## START
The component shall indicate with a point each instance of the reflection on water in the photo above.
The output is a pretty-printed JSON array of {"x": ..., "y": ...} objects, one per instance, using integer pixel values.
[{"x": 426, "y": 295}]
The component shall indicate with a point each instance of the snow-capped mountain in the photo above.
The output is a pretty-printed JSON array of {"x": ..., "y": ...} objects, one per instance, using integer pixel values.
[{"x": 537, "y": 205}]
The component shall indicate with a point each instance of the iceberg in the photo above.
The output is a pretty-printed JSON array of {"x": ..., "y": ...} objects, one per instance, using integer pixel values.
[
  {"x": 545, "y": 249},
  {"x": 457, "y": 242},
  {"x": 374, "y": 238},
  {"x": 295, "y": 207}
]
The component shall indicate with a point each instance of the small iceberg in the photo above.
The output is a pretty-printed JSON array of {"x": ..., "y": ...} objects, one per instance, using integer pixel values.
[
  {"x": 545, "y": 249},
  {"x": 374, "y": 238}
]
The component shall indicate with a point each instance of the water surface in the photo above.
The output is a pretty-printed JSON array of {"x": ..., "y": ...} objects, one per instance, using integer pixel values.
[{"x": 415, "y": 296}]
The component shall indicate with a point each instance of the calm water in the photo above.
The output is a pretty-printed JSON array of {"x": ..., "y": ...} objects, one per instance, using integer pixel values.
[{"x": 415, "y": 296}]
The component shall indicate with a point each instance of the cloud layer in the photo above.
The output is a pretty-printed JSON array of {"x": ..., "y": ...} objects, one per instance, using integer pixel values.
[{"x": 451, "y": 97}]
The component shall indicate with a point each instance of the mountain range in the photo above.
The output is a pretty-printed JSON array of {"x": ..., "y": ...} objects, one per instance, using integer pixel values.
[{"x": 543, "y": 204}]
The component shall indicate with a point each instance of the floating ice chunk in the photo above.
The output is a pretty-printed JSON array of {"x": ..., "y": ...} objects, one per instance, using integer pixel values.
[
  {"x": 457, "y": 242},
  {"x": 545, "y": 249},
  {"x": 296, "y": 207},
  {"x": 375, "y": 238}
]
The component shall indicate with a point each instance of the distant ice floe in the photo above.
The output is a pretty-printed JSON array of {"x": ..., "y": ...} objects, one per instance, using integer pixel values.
## END
Extract all of the data above without altering anything.

The component shall indicate with a point each instance of the reflection on water in the photo above.
The output is a pretty-printed JSON array of {"x": ..., "y": ...} objects, one per instance, using integer pixel values.
[{"x": 426, "y": 295}]
The component shall indicate with a point each instance of the snow-capped mountain in the photo above.
The output is a pretty-printed JSON array of {"x": ..., "y": ...} objects, one per instance, using integer pixel values.
[{"x": 537, "y": 205}]
The component shall indicate with a point each instance of the iceberg in the photo above.
The output is a pretty-printed JSON array of {"x": ..., "y": ...} objects, one per instance, using integer pixel values.
[
  {"x": 545, "y": 249},
  {"x": 457, "y": 242},
  {"x": 374, "y": 238},
  {"x": 295, "y": 207}
]
The component shall indicate with a point each instance of the small iceberg in the photo above.
The output is a pretty-printed JSON array of {"x": ..., "y": ...} objects, one per instance, using integer pixel values.
[
  {"x": 545, "y": 249},
  {"x": 374, "y": 238}
]
The component shall indicate with a point each instance of the water surface in the photo above.
The output is a pretty-printed JSON array of {"x": ..., "y": ...} objects, one per instance, using integer pixel values.
[{"x": 415, "y": 296}]
The component shall indicate with a point each instance of the calm water in the photo above.
The output is a pretty-printed JSON array of {"x": ..., "y": ...} objects, one per instance, using integer pixel values.
[{"x": 415, "y": 296}]
The component shall indicate with a point each instance of the cloud layer in the photo above.
The output is a pretty-printed JSON array of {"x": ..., "y": ...} objects, one per instance, using integer pixel values.
[{"x": 451, "y": 97}]
The component shall indicate with a point each instance of the mountain range in the photo above.
The output is a pretty-printed JSON array of {"x": ..., "y": ...} objects, one per instance, using integer pixel values.
[{"x": 543, "y": 204}]
The component shall indicate with a point each instance of the floating ice chunk in the photo above.
The output is a pretty-printed JSON array of {"x": ..., "y": ...} objects, one per instance, using integer pixel values.
[
  {"x": 457, "y": 242},
  {"x": 545, "y": 249},
  {"x": 296, "y": 207},
  {"x": 375, "y": 238}
]
The component shall indicate with a point each instance of the distant ice floe in the photo above.
The output is a pretty-printed JSON array of {"x": ..., "y": ...} objects, one per instance, using integer pixel values.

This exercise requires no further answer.